=== EXERCISE 1 ===
According to the passage on stack alignment, why must the stack pointer be adjusted by 8 before a function is called?

=== READING PASSAGE ===
BEGIN
I omitted this and all related flags, because I did not want to expand the topic any further, and because this example is easily debugged at the asm level and examined even without. See GDB asm tips like layout reg at the bottom of the x86 tag wiki
The System V ABI requires that before a call to a function, the stack is aligned to 16 bytes. So at the top of the function, RSP+-8 is 16-byte aligned, and if there are any stack args, they'll be aligned.

The call instruction pushes the current instruction pointer to the stack, and because this is a 64-bit architecture, that too is 64 bits = 8 bytes. So, to conform to the ABI, we really need to adjust the stack pointer by 8 before calling the function, to ensure it too gets a properly aligned stack pointer. These were initially omitted, but are now included in the assembly (asm.s file).
END
Stored records
BEGIN
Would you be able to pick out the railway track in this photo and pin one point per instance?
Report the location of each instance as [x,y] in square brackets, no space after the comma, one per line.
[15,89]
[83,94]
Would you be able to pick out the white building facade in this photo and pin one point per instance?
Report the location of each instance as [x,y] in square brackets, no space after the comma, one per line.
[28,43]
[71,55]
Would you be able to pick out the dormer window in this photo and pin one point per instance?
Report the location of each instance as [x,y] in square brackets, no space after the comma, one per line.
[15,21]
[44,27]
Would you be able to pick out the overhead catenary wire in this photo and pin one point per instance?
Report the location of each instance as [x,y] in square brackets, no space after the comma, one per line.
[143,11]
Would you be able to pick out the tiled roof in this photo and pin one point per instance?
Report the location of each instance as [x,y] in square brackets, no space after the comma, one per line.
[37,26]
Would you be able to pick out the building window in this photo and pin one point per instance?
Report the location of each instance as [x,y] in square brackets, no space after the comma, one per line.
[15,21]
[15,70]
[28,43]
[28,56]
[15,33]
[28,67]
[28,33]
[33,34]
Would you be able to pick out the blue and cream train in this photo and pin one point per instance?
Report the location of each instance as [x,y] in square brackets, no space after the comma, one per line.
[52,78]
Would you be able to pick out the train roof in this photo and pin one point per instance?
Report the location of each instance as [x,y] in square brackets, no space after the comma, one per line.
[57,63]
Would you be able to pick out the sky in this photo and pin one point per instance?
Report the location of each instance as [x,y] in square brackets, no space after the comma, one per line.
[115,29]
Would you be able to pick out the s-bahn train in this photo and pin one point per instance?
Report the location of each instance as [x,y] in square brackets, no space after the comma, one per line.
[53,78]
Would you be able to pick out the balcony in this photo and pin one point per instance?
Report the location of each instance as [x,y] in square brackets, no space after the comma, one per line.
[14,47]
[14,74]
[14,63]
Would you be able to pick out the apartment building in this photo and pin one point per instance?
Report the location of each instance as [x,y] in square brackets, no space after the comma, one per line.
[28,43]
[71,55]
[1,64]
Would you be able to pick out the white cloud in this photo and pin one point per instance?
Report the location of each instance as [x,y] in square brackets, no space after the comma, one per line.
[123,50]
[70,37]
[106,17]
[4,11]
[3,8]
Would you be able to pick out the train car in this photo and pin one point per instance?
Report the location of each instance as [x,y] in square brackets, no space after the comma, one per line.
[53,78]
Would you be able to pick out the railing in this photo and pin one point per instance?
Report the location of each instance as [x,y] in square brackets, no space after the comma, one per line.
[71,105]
END
=== EXERCISE 2 ===
Gather every line of the records above that contains the string "building", treating uppercase and lowercase letters as different.

=== RESULT 1 ===
The System V ABI requires the stack to be aligned to 16 bytes before a call to a function. The call instruction pushes the current instruction pointer onto the stack, and on this 64-bit architecture that takes 8 bytes. Adjusting the stack pointer by 8 beforehand ensures the called function also gets a properly aligned stack pointer.

=== RESULT 2 ===
Would you be able to pick out the white building facade in this photo and pin one point per instance?
Would you be able to pick out the building window in this photo and pin one point per instance?
Would you be able to pick out the apartment building in this photo and pin one point per instance?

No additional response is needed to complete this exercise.